__What to do__. Rewrite all of the material below as a Markdown table with the columns "Row" and "Line." Number each line in order, and skip any blank lines.

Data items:
------------

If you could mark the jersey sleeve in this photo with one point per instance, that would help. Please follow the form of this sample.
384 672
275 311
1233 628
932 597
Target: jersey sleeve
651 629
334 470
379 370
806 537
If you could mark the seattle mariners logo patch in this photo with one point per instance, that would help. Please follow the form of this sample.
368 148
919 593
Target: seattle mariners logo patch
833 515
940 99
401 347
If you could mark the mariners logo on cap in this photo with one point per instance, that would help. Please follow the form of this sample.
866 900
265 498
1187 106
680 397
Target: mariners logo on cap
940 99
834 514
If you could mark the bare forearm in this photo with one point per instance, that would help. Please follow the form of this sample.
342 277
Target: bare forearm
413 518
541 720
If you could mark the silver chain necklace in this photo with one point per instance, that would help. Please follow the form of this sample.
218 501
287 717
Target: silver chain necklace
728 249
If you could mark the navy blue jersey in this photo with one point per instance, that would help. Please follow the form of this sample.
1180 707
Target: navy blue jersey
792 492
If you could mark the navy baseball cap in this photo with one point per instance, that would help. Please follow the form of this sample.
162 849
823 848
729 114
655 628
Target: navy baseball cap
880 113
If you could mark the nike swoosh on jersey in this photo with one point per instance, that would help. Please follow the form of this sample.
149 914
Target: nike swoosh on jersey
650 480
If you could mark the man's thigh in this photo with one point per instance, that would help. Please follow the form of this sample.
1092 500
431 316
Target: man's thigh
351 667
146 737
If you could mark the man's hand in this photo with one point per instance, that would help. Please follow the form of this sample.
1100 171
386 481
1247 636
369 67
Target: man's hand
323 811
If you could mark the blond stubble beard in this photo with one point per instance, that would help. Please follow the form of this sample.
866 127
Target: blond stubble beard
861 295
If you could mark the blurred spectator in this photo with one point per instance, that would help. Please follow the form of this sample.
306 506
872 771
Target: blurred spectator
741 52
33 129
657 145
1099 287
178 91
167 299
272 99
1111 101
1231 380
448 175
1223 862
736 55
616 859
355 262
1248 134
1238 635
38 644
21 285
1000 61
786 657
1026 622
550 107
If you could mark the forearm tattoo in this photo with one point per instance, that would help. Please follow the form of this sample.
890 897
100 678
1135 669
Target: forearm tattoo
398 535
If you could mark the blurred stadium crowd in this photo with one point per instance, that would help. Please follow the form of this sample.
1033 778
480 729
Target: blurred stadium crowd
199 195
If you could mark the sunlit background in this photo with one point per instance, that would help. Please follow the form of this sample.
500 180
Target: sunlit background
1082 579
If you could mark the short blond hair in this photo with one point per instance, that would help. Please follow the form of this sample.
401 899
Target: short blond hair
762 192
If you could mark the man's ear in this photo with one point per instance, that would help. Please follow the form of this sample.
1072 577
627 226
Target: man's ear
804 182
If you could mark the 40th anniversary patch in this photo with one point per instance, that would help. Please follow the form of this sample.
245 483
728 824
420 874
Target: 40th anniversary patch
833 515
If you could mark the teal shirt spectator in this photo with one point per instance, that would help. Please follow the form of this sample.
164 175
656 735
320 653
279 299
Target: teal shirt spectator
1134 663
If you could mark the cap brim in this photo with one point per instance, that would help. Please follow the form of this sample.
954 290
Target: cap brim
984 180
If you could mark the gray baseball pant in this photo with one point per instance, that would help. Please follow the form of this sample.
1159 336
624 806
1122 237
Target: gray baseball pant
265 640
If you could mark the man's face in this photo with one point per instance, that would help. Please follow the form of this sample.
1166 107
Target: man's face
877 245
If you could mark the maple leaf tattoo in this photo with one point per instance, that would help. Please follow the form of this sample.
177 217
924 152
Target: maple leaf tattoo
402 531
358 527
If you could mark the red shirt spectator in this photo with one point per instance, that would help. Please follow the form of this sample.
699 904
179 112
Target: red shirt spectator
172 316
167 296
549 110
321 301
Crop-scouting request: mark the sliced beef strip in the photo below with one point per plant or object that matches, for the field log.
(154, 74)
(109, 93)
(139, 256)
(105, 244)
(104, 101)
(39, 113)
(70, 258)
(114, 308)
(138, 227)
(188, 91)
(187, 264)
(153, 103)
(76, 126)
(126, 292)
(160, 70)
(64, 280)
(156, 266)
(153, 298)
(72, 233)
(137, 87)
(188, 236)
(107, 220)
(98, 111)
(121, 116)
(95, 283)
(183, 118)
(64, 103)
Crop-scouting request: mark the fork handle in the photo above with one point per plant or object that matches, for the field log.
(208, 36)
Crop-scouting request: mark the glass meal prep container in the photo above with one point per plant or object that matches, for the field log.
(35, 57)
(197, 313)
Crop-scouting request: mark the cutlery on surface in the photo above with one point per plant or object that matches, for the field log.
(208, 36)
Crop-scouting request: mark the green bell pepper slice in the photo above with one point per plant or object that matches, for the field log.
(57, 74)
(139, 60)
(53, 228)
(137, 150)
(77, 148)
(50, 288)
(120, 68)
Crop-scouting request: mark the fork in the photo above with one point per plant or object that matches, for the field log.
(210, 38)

------------

__Result__.
| Row | Line |
|---|---|
| 1 | If you could mark the jersey sleeve in this photo with one point per instance, that would help. Please follow the form of this sample. |
| 2 | 384 672 |
| 3 | 275 311 |
| 4 | 1233 628 |
| 5 | 932 597 |
| 6 | Target: jersey sleeve |
| 7 | 651 629 |
| 8 | 334 470 |
| 9 | 379 370 |
| 10 | 806 537 |
| 11 | If you could mark the seattle mariners logo patch in this photo with one point per instance, that would help. Please follow the form of this sample. |
| 12 | 368 148 |
| 13 | 919 593 |
| 14 | Target: seattle mariners logo patch |
| 15 | 833 515 |
| 16 | 940 99 |
| 17 | 401 347 |
| 18 | If you could mark the mariners logo on cap in this photo with one point per instance, that would help. Please follow the form of this sample. |
| 19 | 866 900 |
| 20 | 265 498 |
| 21 | 1187 106 |
| 22 | 680 397 |
| 23 | Target: mariners logo on cap |
| 24 | 940 99 |
| 25 | 834 514 |
| 26 | If you could mark the bare forearm in this photo with one point per instance, that would help. Please follow the form of this sample. |
| 27 | 342 277 |
| 28 | Target: bare forearm |
| 29 | 413 518 |
| 30 | 541 720 |
| 31 | If you could mark the silver chain necklace in this photo with one point per instance, that would help. Please follow the form of this sample. |
| 32 | 218 501 |
| 33 | 287 717 |
| 34 | Target: silver chain necklace |
| 35 | 728 249 |
| 36 | If you could mark the navy blue jersey in this photo with one point per instance, that would help. Please follow the form of this sample. |
| 37 | 1180 707 |
| 38 | Target: navy blue jersey |
| 39 | 792 492 |
| 40 | If you could mark the navy baseball cap in this photo with one point per instance, that would help. Please follow the form of this sample. |
| 41 | 162 849 |
| 42 | 823 848 |
| 43 | 729 114 |
| 44 | 655 628 |
| 45 | Target: navy baseball cap |
| 46 | 880 113 |
| 47 | If you could mark the nike swoosh on jersey in this photo with one point per instance, that would help. Please follow the form of this sample. |
| 48 | 149 914 |
| 49 | Target: nike swoosh on jersey |
| 50 | 650 480 |
| 51 | If you could mark the man's thigh in this photo with one point per instance, that would help. Please follow the form of this sample. |
| 52 | 1092 500 |
| 53 | 431 316 |
| 54 | Target: man's thigh |
| 55 | 351 667 |
| 56 | 146 737 |
| 57 | If you could mark the man's hand in this photo with one point per instance, that would help. Please follow the form of this sample. |
| 58 | 1100 171 |
| 59 | 386 481 |
| 60 | 1247 636 |
| 61 | 369 67 |
| 62 | Target: man's hand |
| 63 | 323 811 |
| 64 | If you could mark the blond stubble beard in this photo with one point per instance, that would help. Please follow the form of this sample. |
| 65 | 866 127 |
| 66 | Target: blond stubble beard |
| 67 | 861 295 |
| 68 | If you could mark the blurred spectator in this photo with one point per instance, that would help. Please follow the form of this sample. |
| 69 | 306 506 |
| 70 | 872 771 |
| 71 | Target: blurred spectator |
| 72 | 741 52 |
| 73 | 33 129 |
| 74 | 657 145 |
| 75 | 1099 287 |
| 76 | 178 91 |
| 77 | 167 299 |
| 78 | 272 99 |
| 79 | 1111 101 |
| 80 | 1231 380 |
| 81 | 448 175 |
| 82 | 1223 862 |
| 83 | 736 55 |
| 84 | 616 859 |
| 85 | 355 262 |
| 86 | 1248 134 |
| 87 | 1238 635 |
| 88 | 38 644 |
| 89 | 21 285 |
| 90 | 1000 61 |
| 91 | 786 657 |
| 92 | 1026 622 |
| 93 | 550 107 |
| 94 | If you could mark the forearm tattoo in this photo with one point per instance, that would help. Please follow the form of this sample. |
| 95 | 890 897 |
| 96 | 100 678 |
| 97 | 1135 669 |
| 98 | Target: forearm tattoo |
| 99 | 398 535 |
| 100 | If you could mark the blurred stadium crowd in this photo with one point per instance, that would help. Please follow the form of this sample. |
| 101 | 1033 778 |
| 102 | 480 729 |
| 103 | Target: blurred stadium crowd |
| 104 | 199 195 |
| 105 | If you could mark the sunlit background in this photo with one point per instance, that would help. Please follow the form of this sample. |
| 106 | 500 180 |
| 107 | Target: sunlit background |
| 108 | 1082 579 |
| 109 | If you could mark the short blond hair in this photo with one point per instance, that would help. Please follow the form of this sample. |
| 110 | 401 899 |
| 111 | Target: short blond hair |
| 112 | 762 192 |
| 113 | If you could mark the man's ear in this photo with one point per instance, that would help. Please follow the form of this sample. |
| 114 | 1072 577 |
| 115 | 627 226 |
| 116 | Target: man's ear |
| 117 | 804 182 |
| 118 | If you could mark the 40th anniversary patch in this photo with one point per instance, that would help. Please follow the form of this sample. |
| 119 | 245 483 |
| 120 | 728 824 |
| 121 | 420 874 |
| 122 | Target: 40th anniversary patch |
| 123 | 833 515 |
| 124 | If you could mark the teal shirt spectator in this photo with one point per instance, that would help. Please follow the form of this sample. |
| 125 | 164 175 |
| 126 | 656 735 |
| 127 | 320 653 |
| 128 | 279 299 |
| 129 | Target: teal shirt spectator |
| 130 | 1134 663 |
| 131 | If you could mark the cap brim in this photo with one point per instance, that would help. Please follow the form of this sample. |
| 132 | 954 290 |
| 133 | Target: cap brim |
| 134 | 984 180 |
| 135 | If you could mark the gray baseball pant in this photo with one point per instance, that would help. Please follow the form of this sample. |
| 136 | 1159 336 |
| 137 | 624 806 |
| 138 | 1122 237 |
| 139 | Target: gray baseball pant |
| 140 | 265 640 |
| 141 | If you could mark the man's face in this photo with one point per instance, that would help. Please follow the form of this sample. |
| 142 | 1166 107 |
| 143 | Target: man's face |
| 144 | 877 245 |
| 145 | If you could mark the maple leaf tattoo in this photo with one point per instance, that would help. Please follow the form of this sample. |
| 146 | 177 217 |
| 147 | 924 152 |
| 148 | Target: maple leaf tattoo |
| 149 | 402 531 |
| 150 | 358 527 |
| 151 | If you could mark the red shirt spectator in this photo with one point per instance, that would help. Please follow the form of this sample. |
| 152 | 699 904 |
| 153 | 179 112 |
| 154 | Target: red shirt spectator |
| 155 | 172 316 |
| 156 | 167 296 |
| 157 | 549 110 |
| 158 | 321 301 |
| 159 | Crop-scouting request: mark the sliced beef strip in the photo below with one point per plant or object that matches, for the field log. |
| 160 | (154, 74) |
| 161 | (109, 93) |
| 162 | (139, 256) |
| 163 | (105, 244) |
| 164 | (104, 101) |
| 165 | (39, 113) |
| 166 | (70, 258) |
| 167 | (114, 308) |
| 168 | (138, 227) |
| 169 | (188, 91) |
| 170 | (187, 264) |
| 171 | (153, 103) |
| 172 | (76, 126) |
| 173 | (126, 292) |
| 174 | (160, 70) |
| 175 | (64, 280) |
| 176 | (156, 266) |
| 177 | (153, 298) |
| 178 | (72, 233) |
| 179 | (137, 87) |
| 180 | (188, 236) |
| 181 | (107, 220) |
| 182 | (98, 111) |
| 183 | (121, 116) |
| 184 | (95, 283) |
| 185 | (183, 118) |
| 186 | (64, 103) |
| 187 | Crop-scouting request: mark the fork handle in the photo above with one point per plant or object that matches, for the field log. |
| 188 | (208, 36) |
| 189 | Crop-scouting request: mark the glass meal prep container in the photo above with one point per plant or object that matches, for the field log. |
| 190 | (35, 57) |
| 191 | (197, 313) |
| 192 | Crop-scouting request: mark the cutlery on surface in the photo above with one point per plant or object that matches, for the field log. |
| 193 | (208, 36) |
| 194 | Crop-scouting request: mark the green bell pepper slice in the photo above with one point per plant or object that matches, for the field log. |
| 195 | (57, 74) |
| 196 | (139, 60) |
| 197 | (53, 228) |
| 198 | (137, 150) |
| 199 | (77, 148) |
| 200 | (50, 288) |
| 201 | (120, 68) |
| 202 | Crop-scouting request: mark the fork in the photo above with one point per plant or object that matches, for the field log. |
| 203 | (210, 38) |